▶ [REQUIREMENT]
Below are some records. Repeat exactly the lines from the one containing "# tag every instance of the life" through the final line.

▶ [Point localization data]
○ ○ ○ ○
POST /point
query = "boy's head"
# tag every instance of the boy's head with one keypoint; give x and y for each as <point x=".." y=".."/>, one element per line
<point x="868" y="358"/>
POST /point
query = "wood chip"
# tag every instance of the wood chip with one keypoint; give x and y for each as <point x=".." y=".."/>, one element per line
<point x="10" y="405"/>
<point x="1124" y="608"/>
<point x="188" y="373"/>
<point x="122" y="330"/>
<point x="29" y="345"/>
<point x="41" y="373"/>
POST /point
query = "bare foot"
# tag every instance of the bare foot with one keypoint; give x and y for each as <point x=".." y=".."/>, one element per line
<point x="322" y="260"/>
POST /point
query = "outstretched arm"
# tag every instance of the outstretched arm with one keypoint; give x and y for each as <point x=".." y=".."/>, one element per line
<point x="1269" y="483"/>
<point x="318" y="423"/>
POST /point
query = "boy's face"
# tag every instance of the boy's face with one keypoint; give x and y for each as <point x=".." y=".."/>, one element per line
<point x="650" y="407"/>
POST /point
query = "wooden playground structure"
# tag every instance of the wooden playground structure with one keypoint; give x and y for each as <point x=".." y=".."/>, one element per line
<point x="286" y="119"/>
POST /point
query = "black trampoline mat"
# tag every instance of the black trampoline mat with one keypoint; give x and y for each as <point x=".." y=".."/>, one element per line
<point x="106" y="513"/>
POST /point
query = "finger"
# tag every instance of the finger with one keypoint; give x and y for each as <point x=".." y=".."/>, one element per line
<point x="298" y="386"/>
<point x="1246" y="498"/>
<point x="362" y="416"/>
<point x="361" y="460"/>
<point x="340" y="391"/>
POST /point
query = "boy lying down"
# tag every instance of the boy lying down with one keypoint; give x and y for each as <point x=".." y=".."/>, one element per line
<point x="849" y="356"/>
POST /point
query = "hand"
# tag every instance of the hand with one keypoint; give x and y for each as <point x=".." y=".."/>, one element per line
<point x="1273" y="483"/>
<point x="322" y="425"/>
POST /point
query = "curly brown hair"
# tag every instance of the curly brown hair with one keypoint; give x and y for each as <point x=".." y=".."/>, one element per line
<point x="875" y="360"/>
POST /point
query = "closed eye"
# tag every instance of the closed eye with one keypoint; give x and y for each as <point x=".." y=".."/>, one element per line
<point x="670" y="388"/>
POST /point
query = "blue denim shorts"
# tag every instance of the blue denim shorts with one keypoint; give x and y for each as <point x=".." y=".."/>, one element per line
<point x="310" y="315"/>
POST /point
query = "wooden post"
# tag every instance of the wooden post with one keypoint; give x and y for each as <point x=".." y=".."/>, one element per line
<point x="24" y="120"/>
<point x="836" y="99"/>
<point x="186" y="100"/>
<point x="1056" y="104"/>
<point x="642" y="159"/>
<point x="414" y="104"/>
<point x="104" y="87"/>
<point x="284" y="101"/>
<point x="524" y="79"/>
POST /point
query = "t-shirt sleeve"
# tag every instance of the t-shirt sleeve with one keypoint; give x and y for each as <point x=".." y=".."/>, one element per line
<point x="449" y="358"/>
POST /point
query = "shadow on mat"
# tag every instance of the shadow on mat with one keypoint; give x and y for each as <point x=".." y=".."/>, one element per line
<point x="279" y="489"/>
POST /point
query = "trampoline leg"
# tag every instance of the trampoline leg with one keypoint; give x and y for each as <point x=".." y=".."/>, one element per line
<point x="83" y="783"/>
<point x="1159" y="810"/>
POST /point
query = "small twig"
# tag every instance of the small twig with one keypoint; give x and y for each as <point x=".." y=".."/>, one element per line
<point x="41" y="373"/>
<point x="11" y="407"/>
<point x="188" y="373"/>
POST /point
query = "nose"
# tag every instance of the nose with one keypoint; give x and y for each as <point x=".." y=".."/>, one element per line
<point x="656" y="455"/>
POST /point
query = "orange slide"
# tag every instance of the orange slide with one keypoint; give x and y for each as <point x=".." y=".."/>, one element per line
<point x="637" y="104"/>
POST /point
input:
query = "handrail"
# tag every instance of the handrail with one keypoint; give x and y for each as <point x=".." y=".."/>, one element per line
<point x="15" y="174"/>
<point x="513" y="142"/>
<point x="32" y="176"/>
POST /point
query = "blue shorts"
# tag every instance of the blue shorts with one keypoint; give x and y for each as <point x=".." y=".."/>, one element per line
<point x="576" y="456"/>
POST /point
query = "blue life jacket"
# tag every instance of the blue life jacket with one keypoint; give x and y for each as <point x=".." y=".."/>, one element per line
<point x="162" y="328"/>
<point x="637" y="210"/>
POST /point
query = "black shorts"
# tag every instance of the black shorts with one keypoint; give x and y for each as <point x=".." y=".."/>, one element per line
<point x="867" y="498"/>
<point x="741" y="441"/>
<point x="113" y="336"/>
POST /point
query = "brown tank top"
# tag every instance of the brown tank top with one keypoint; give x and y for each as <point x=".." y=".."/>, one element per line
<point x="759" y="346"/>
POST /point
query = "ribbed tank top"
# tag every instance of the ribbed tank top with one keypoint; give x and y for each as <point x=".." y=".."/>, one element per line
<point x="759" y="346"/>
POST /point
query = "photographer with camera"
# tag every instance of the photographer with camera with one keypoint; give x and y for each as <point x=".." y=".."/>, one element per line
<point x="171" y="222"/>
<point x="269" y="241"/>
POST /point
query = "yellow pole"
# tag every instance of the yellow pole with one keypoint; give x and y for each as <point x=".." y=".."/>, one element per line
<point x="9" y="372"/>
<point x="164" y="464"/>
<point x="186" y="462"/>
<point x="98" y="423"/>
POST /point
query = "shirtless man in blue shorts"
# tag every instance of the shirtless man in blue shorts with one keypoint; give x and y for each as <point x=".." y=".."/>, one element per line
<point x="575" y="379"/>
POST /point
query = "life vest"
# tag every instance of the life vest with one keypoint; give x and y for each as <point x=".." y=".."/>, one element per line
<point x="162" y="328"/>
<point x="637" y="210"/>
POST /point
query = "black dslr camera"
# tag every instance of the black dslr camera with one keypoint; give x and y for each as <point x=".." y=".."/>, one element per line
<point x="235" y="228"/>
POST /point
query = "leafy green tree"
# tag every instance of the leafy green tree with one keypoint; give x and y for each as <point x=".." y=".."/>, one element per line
○ ○ ○ ○
▶ [ANSWER SPACE]
# tag every instance of the life vest with one keypoint; give x and y for each as <point x=".." y=".."/>, one element per line
<point x="162" y="328"/>
<point x="637" y="210"/>
POST /point
query = "black dslr camera"
# tag every instance of the black dslr camera with one keypoint; give x and y for each as <point x=".." y=".."/>, one element per line
<point x="235" y="228"/>
POST /point
query = "leafy green tree"
# tag every instance of the leafy green tree with one keypoint; give x and y for each as <point x=".." y=".."/>, one element per line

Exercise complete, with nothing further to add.